**Teks Sumber:**
####################

Karena itu, dinilai perlu ada upaya untuk mendekatkan para sastrwan dengan publiknya, antara lain melalui acara Bincang Tokoh ini. Acara ini, sebenarnya lebih tepat disebut temu pengarang, dengan fokus perbincangan yang segar, kritis, dan mendalam, di seputar karya, proses kreatif dan wawasan sastra sang tokoh. Melalui acara tersebut diharapkan muncul dialog yang hidup dengan membuka peluang bagi terjadinya perdebatan yang sehat antara sang tokoh dengan pembahas dan peserta (audiens).
Berkaitan dengan itu, tepat rasanya jika kali ini Dewan Kesenian Jakarta memilih NH. Dini. NH Dini dipilih, karena karya-karya dan pemikirannya terutama novel-novelnya telah memberikan sumbangan sangat penting bagi pertumbuhan dan perkembangan sastra Indonesia. Dalam perjalanan kepengarangannya, NH. Dini telah melahirkan banyak novel yang disukai pembacanya.
DKJ juga memilih Ibnu Wahyudi dan Akmal Nasery Basral, sebagai pembahas, karena kesungguhan keduanya dalam mengamati perkembangan sastra Indonesia. Mereka akan membedah novel-novel terpenting NH. Dini, sejak novel monumental Pada Sebuah Kapal sampai novel-novel terkininya. Di tengah para pembahas, NH. Dini juga membocorkan rahasia proses kreatif kelahiran novel-novelnya.
Guna menambah bobot sekaligus kemeriahan acara, Bincang Tokoh putaran ke-6 ini juga diwarnai pemutaran video tentang sosok kepengarangan NH. Dini, pameran karya sang tokoh, kliping koran tentang karya dan sosoknya, serta foto sosok dan aktivitas N.H. Dini.

####################

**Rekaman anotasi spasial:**
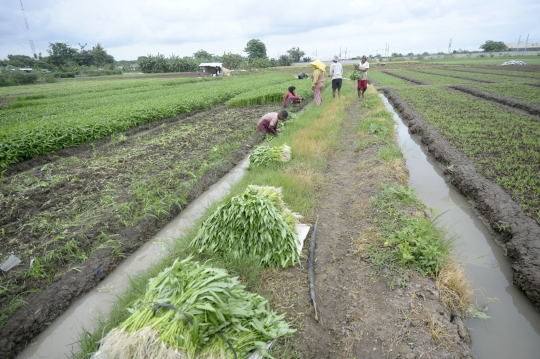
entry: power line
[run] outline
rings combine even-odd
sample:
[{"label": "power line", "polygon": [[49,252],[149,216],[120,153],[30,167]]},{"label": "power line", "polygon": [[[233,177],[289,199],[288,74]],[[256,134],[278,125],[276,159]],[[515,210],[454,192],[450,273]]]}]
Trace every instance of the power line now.
[{"label": "power line", "polygon": [[26,24],[26,30],[28,30],[28,38],[30,39],[30,48],[32,49],[32,55],[36,57],[36,49],[34,47],[34,42],[32,41],[32,36],[30,35],[30,28],[28,27],[28,21],[26,21],[26,14],[24,13],[24,7],[22,6],[22,0],[19,0],[21,3],[21,10],[23,12],[24,23]]}]

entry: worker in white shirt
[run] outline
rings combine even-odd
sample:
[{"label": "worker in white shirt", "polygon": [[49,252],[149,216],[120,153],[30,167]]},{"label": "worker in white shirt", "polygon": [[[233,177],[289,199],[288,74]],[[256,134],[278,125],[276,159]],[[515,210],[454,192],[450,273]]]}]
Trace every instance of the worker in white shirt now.
[{"label": "worker in white shirt", "polygon": [[333,63],[330,65],[330,76],[332,76],[332,97],[336,98],[336,90],[338,90],[338,98],[341,98],[341,83],[343,81],[343,66],[338,62],[339,57],[334,55]]},{"label": "worker in white shirt", "polygon": [[361,98],[364,98],[364,92],[367,90],[367,71],[369,70],[369,62],[367,62],[365,56],[362,56],[362,61],[354,67],[362,72],[362,77],[358,80],[358,99],[360,100]]}]

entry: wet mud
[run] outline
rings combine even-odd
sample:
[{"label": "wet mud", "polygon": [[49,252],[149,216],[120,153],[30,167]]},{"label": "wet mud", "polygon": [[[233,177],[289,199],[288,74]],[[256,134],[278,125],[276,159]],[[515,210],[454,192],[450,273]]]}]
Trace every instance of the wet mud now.
[{"label": "wet mud", "polygon": [[437,73],[433,73],[433,72],[420,71],[420,70],[414,70],[414,69],[411,69],[411,71],[414,71],[414,72],[420,72],[420,73],[426,74],[426,75],[435,75],[435,76],[442,76],[442,77],[452,77],[452,78],[455,78],[455,79],[469,80],[469,81],[475,81],[475,82],[481,82],[481,83],[495,83],[495,81],[474,79],[474,78],[470,78],[470,77],[467,77],[467,76],[437,74]]},{"label": "wet mud", "polygon": [[[358,250],[372,238],[375,217],[366,214],[378,185],[407,182],[404,163],[389,169],[377,160],[382,143],[358,151],[358,123],[365,118],[356,102],[343,120],[339,151],[330,154],[318,188],[315,294],[318,320],[307,285],[307,249],[302,266],[271,271],[263,278],[272,304],[287,313],[298,332],[304,358],[472,358],[468,330],[459,313],[439,301],[432,278],[410,272],[406,287],[388,286],[389,273],[373,274],[372,258]],[[444,328],[448,341],[435,342],[429,324]]]},{"label": "wet mud", "polygon": [[[458,72],[470,72],[470,73],[473,73],[473,74],[483,74],[483,75],[498,75],[498,74],[495,74],[493,72],[473,71],[473,70],[466,70],[466,69],[462,69],[462,68],[459,68],[459,69],[444,68],[444,70],[458,71]],[[533,72],[533,71],[529,71],[529,72]],[[501,73],[500,75],[503,75],[503,74]],[[525,76],[525,75],[521,75],[521,74],[505,73],[504,76],[540,80],[540,78],[538,76]]]},{"label": "wet mud", "polygon": [[513,108],[517,108],[517,109],[526,111],[527,113],[529,113],[531,115],[534,115],[534,116],[540,116],[540,106],[536,105],[534,103],[520,101],[520,100],[516,100],[516,99],[504,97],[504,96],[491,94],[489,92],[485,92],[485,91],[478,90],[478,89],[471,88],[471,87],[464,86],[464,85],[455,85],[455,86],[449,86],[449,87],[452,88],[452,89],[455,89],[455,90],[465,92],[465,93],[468,93],[470,95],[479,97],[479,98],[484,99],[484,100],[497,102],[497,103],[503,104],[505,106],[509,106],[509,107],[513,107]]},{"label": "wet mud", "polygon": [[[84,262],[73,262],[73,260],[68,259],[66,254],[64,258],[59,259],[56,267],[56,273],[58,275],[49,279],[36,279],[24,274],[28,268],[29,258],[23,259],[23,263],[20,266],[4,273],[4,280],[9,283],[17,283],[17,293],[12,294],[22,296],[21,298],[25,300],[26,305],[16,310],[7,320],[5,326],[0,329],[0,356],[2,358],[14,358],[37,334],[63,313],[72,301],[94,288],[123,258],[133,253],[166,223],[178,215],[185,205],[197,198],[210,185],[219,180],[238,162],[244,159],[252,146],[259,143],[262,139],[254,130],[255,119],[259,118],[261,114],[276,110],[277,108],[276,105],[263,105],[235,109],[234,111],[236,111],[235,113],[238,116],[224,114],[224,109],[224,107],[217,107],[210,111],[201,111],[195,115],[192,113],[187,116],[179,116],[150,125],[150,127],[154,128],[153,131],[155,133],[149,133],[149,136],[157,133],[166,134],[169,129],[172,129],[179,123],[186,126],[196,124],[196,126],[199,126],[197,128],[208,128],[209,131],[211,128],[214,128],[214,132],[211,135],[207,135],[207,132],[202,132],[203,136],[196,137],[188,133],[185,137],[178,138],[175,146],[171,146],[170,144],[164,146],[152,145],[152,154],[158,157],[162,156],[164,160],[160,165],[163,165],[164,168],[171,168],[172,164],[191,161],[189,163],[195,163],[195,167],[193,168],[196,169],[197,165],[200,166],[205,162],[204,159],[212,152],[213,148],[215,148],[214,146],[219,143],[239,141],[238,134],[244,133],[240,140],[242,142],[241,145],[238,145],[237,149],[226,154],[214,167],[205,171],[196,182],[192,181],[188,174],[183,172],[177,174],[180,177],[185,176],[186,181],[186,187],[184,188],[187,188],[187,192],[184,192],[184,189],[179,192],[179,195],[181,193],[182,196],[185,196],[182,206],[173,206],[165,215],[146,215],[137,223],[131,225],[119,223],[118,214],[105,210],[99,215],[95,223],[89,223],[86,227],[82,225],[80,228],[70,227],[66,229],[66,232],[62,233],[66,238],[73,238],[73,240],[77,241],[79,250],[85,251],[85,253],[91,253],[89,258]],[[216,123],[219,123],[218,127],[215,126]],[[222,128],[220,126],[227,128],[227,130],[217,130]],[[148,130],[148,128],[149,126],[145,125],[129,131],[129,134],[137,134]],[[104,145],[105,142],[106,140],[99,142],[103,146],[98,148],[97,151],[93,150],[94,147],[97,148],[94,143],[93,146],[86,145],[67,150],[64,152],[64,155],[82,159],[84,162],[98,153],[104,161],[107,161],[108,156],[115,156],[123,150],[125,150],[125,153],[129,153],[136,148],[131,147],[130,149],[130,146],[138,146],[135,138],[110,145]],[[19,238],[18,241],[11,242],[3,240],[4,248],[2,248],[2,253],[17,253],[16,246],[20,245],[22,243],[21,241],[31,246],[38,246],[40,243],[50,240],[44,234],[36,234],[30,228],[27,228],[24,225],[23,218],[29,218],[38,214],[40,211],[53,211],[55,209],[61,211],[63,208],[71,205],[70,199],[73,200],[81,196],[87,196],[88,203],[99,203],[99,196],[101,195],[100,188],[108,184],[108,182],[117,186],[117,191],[125,196],[123,198],[120,197],[120,200],[129,201],[129,191],[126,190],[126,186],[129,186],[130,182],[126,182],[125,180],[119,181],[118,179],[131,176],[133,169],[146,166],[146,162],[144,162],[145,157],[119,159],[118,163],[107,167],[107,169],[97,170],[81,168],[80,165],[74,163],[71,167],[64,167],[63,171],[65,173],[73,172],[73,175],[76,175],[78,179],[77,182],[66,181],[55,183],[50,187],[36,187],[30,192],[25,193],[20,201],[13,202],[7,207],[2,206],[0,208],[0,220],[2,222],[0,226],[5,228],[6,231],[10,231],[8,233],[16,233],[17,238]],[[36,165],[39,167],[45,163],[49,163],[47,160],[51,161],[54,159],[54,156],[50,156],[32,160],[26,164],[16,165],[15,168],[10,169],[8,172],[19,173],[25,169],[34,169],[37,173],[39,169],[35,168]],[[187,173],[189,173],[190,169],[191,167],[187,169]],[[3,181],[10,181],[12,178],[7,177]],[[13,210],[8,212],[10,207]],[[51,216],[53,216],[51,217],[51,221],[54,222],[56,212],[51,213]],[[61,214],[63,212],[59,213]],[[116,241],[115,246],[102,247],[95,244],[103,233],[114,237]],[[51,247],[47,248],[48,251],[54,249],[53,246],[56,243],[55,241],[51,242],[54,243],[51,243]],[[8,246],[10,243],[15,247],[10,248]],[[100,242],[97,243],[99,244]],[[92,248],[96,246],[97,248],[93,250]],[[77,265],[77,270],[71,270],[73,265]],[[33,289],[33,292],[29,293],[28,288],[37,288],[38,290]],[[6,297],[3,297],[2,305],[5,306],[6,303]],[[3,307],[2,310],[4,309]]]},{"label": "wet mud", "polygon": [[430,83],[428,82],[425,82],[425,81],[422,81],[422,80],[418,80],[418,79],[413,79],[411,77],[407,77],[407,76],[403,76],[403,75],[400,75],[400,74],[396,74],[392,71],[382,71],[383,73],[387,74],[387,75],[390,75],[390,76],[394,76],[394,77],[397,77],[397,78],[400,78],[402,80],[405,80],[405,81],[409,81],[409,82],[412,82],[413,84],[417,84],[417,85],[431,85]]},{"label": "wet mud", "polygon": [[491,229],[498,234],[500,244],[513,269],[513,283],[540,310],[540,226],[523,213],[502,188],[486,179],[463,153],[455,149],[435,127],[428,124],[397,93],[382,90],[405,120],[412,133],[420,136],[429,152],[443,166],[453,166],[447,173],[449,181],[474,203],[474,208]]}]

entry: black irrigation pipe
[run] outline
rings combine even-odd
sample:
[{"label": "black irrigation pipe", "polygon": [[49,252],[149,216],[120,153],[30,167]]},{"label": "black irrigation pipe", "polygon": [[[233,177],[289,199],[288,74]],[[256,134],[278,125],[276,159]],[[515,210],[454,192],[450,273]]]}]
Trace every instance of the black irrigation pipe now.
[{"label": "black irrigation pipe", "polygon": [[313,302],[313,308],[315,308],[315,320],[319,321],[317,315],[317,302],[315,301],[315,235],[317,233],[317,223],[319,222],[319,216],[315,221],[315,227],[313,227],[313,233],[311,233],[311,241],[309,244],[309,268],[308,268],[308,279],[309,279],[309,296]]}]

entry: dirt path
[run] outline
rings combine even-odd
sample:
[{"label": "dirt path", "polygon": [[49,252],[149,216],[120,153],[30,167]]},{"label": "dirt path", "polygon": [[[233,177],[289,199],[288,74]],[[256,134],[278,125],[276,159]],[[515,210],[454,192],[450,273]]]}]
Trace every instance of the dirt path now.
[{"label": "dirt path", "polygon": [[[315,264],[319,322],[309,299],[307,250],[305,268],[268,278],[279,283],[270,286],[274,304],[299,329],[294,350],[302,358],[472,357],[463,339],[467,330],[439,302],[434,280],[410,271],[408,286],[391,290],[389,278],[374,274],[375,258],[358,250],[362,239],[373,236],[374,218],[364,213],[378,184],[408,180],[403,159],[391,165],[377,160],[383,144],[357,151],[365,113],[360,102],[349,110],[339,151],[328,159],[322,179]],[[434,341],[430,332],[444,334]]]}]

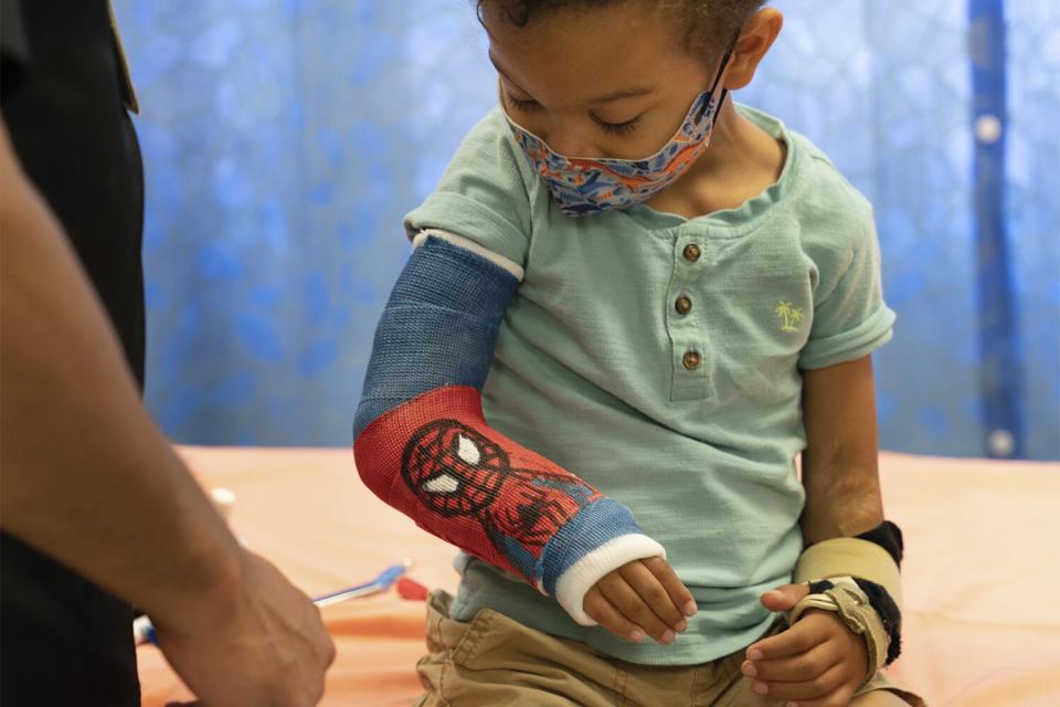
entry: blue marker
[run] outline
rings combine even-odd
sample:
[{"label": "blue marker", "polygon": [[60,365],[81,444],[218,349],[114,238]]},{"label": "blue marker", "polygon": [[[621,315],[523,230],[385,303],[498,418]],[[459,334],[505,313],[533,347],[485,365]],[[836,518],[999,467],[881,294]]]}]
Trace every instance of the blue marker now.
[{"label": "blue marker", "polygon": [[[379,576],[363,584],[358,584],[356,587],[350,587],[348,589],[342,589],[330,594],[324,594],[322,597],[317,597],[312,600],[317,606],[330,606],[331,604],[338,604],[343,601],[349,601],[351,599],[360,599],[361,597],[369,597],[371,594],[378,594],[390,589],[398,579],[404,574],[409,568],[412,567],[412,560],[405,558],[401,564],[392,564],[385,570],[379,573]],[[142,645],[145,643],[158,644],[156,634],[155,634],[155,624],[151,623],[151,620],[145,616],[139,616],[136,621],[132,622],[132,637],[136,642],[136,645]]]}]

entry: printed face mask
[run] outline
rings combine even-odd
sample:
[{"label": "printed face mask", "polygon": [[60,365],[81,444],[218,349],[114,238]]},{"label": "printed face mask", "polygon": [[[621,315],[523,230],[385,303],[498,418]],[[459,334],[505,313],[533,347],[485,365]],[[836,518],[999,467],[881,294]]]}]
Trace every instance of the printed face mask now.
[{"label": "printed face mask", "polygon": [[672,184],[707,149],[719,106],[727,93],[722,91],[716,102],[714,91],[731,53],[730,46],[721,60],[713,85],[692,101],[677,134],[662,149],[644,159],[564,157],[513,122],[507,113],[505,117],[531,168],[549,186],[563,213],[580,217],[625,209],[647,201]]}]

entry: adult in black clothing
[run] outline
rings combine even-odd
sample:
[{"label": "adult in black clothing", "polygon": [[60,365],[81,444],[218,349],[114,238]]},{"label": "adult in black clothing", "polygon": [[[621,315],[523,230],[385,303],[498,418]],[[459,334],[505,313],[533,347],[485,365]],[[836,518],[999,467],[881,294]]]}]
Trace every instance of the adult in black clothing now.
[{"label": "adult in black clothing", "polygon": [[131,602],[204,704],[315,705],[319,613],[139,400],[144,179],[108,4],[0,0],[0,704],[139,705]]}]

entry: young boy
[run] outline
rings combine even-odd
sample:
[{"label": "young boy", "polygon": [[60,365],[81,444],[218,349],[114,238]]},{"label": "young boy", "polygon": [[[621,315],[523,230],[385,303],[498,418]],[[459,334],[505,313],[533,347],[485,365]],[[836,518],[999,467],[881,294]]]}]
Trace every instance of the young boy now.
[{"label": "young boy", "polygon": [[354,423],[365,484],[465,550],[422,704],[922,704],[879,673],[871,209],[727,101],[761,4],[478,3],[501,105],[406,217]]}]

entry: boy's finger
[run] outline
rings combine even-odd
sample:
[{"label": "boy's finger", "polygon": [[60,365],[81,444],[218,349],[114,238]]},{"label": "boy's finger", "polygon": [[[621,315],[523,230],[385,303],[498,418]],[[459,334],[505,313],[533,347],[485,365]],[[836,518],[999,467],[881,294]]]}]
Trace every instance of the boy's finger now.
[{"label": "boy's finger", "polygon": [[746,656],[751,661],[767,661],[796,655],[809,651],[827,637],[814,624],[799,621],[775,636],[752,643],[748,646]]},{"label": "boy's finger", "polygon": [[677,572],[674,571],[669,562],[660,557],[649,557],[646,560],[640,560],[640,562],[655,574],[655,578],[659,580],[662,589],[666,590],[666,593],[669,594],[674,604],[682,614],[689,618],[696,615],[698,611],[696,599],[692,597],[692,592],[688,591],[688,587],[685,587],[685,583],[678,579]]},{"label": "boy's finger", "polygon": [[619,639],[640,643],[647,635],[644,629],[623,616],[595,587],[585,593],[582,609],[593,621]]},{"label": "boy's finger", "polygon": [[765,592],[759,598],[759,601],[770,611],[791,611],[808,593],[809,587],[805,583],[784,584]]},{"label": "boy's finger", "polygon": [[683,631],[688,626],[688,619],[674,604],[662,582],[644,563],[629,562],[618,570],[618,574],[667,626],[674,631]]},{"label": "boy's finger", "polygon": [[797,699],[799,700],[799,704],[803,704],[803,700],[822,699],[827,697],[837,688],[842,687],[845,675],[846,673],[844,673],[842,665],[837,665],[830,668],[824,675],[818,675],[813,679],[799,680],[797,683],[765,682],[756,679],[751,686],[751,689],[759,695],[768,695],[770,697],[776,699]]},{"label": "boy's finger", "polygon": [[829,641],[818,643],[809,651],[771,661],[745,661],[743,674],[760,680],[797,682],[824,675],[834,665],[842,662],[842,655],[834,650]]},{"label": "boy's finger", "polygon": [[[647,572],[647,570],[645,570]],[[612,606],[618,610],[632,623],[642,626],[649,636],[659,643],[674,641],[674,631],[645,603],[640,594],[630,587],[623,576],[612,572],[596,583],[600,593]]]}]

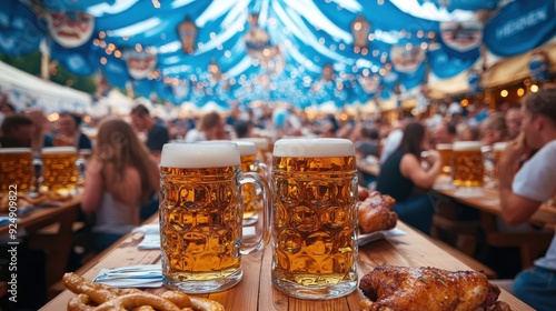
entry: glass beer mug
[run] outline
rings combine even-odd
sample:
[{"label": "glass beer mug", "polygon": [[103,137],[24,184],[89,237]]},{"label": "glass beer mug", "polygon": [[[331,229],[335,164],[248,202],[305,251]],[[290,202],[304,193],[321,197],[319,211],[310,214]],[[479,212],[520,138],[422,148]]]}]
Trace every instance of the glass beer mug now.
[{"label": "glass beer mug", "polygon": [[453,144],[451,182],[455,187],[480,187],[485,174],[480,142],[456,141]]},{"label": "glass beer mug", "polygon": [[42,148],[42,185],[61,194],[77,192],[79,171],[76,163],[75,147]]},{"label": "glass beer mug", "polygon": [[13,190],[10,187],[30,191],[34,175],[32,161],[31,148],[0,148],[0,193]]},{"label": "glass beer mug", "polygon": [[[250,141],[234,141],[239,149],[241,170],[244,172],[257,172],[267,178],[267,165],[257,160],[257,148]],[[244,188],[244,225],[254,224],[258,220],[258,213],[262,209],[262,200],[258,200],[260,191],[252,183]]]},{"label": "glass beer mug", "polygon": [[272,284],[301,299],[357,287],[357,169],[347,139],[280,139],[274,146]]},{"label": "glass beer mug", "polygon": [[[270,239],[270,188],[255,172],[241,172],[231,142],[167,143],[160,160],[162,282],[187,293],[226,290],[241,280],[241,255]],[[242,242],[242,184],[262,191],[262,233]]]},{"label": "glass beer mug", "polygon": [[443,174],[450,173],[450,161],[451,161],[451,143],[438,143],[436,144],[436,150],[440,153],[440,172]]}]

####################

**Kumpulan Tugas:**
**1.** Menurut teks tentang acara Bincang Tokoh, siapa saja yang dipilih DKJ sebagai pembahas?
**2.** Teruskan teks tentang acara Bincang Tokoh mulai dari sesudah kalimat terakhirnya.
Baris-baris data ini tidak ada hubungannya dengan teks tentang acara Bincang Tokoh.

**Jawaban:**
**1.** Ibnu Wahyudi dan Akmal Nasery Basral.

**2.**
Anda ingin tahu lebih banyak tentang Nh Dini? Dia dilahirkan dari pasangan Saljowidjojo dan Kusaminah. Ia anak bungsu dari lima bersaudara, ulang tahunnya dirayakan empat tahun sekali. Masa kecilnya penuh larangan. Konon ia masih berdarah Bugis, sehingga jika keras kepalanya muncul, ibunya acap berujar, "Nah, darah Bugisnya muncul".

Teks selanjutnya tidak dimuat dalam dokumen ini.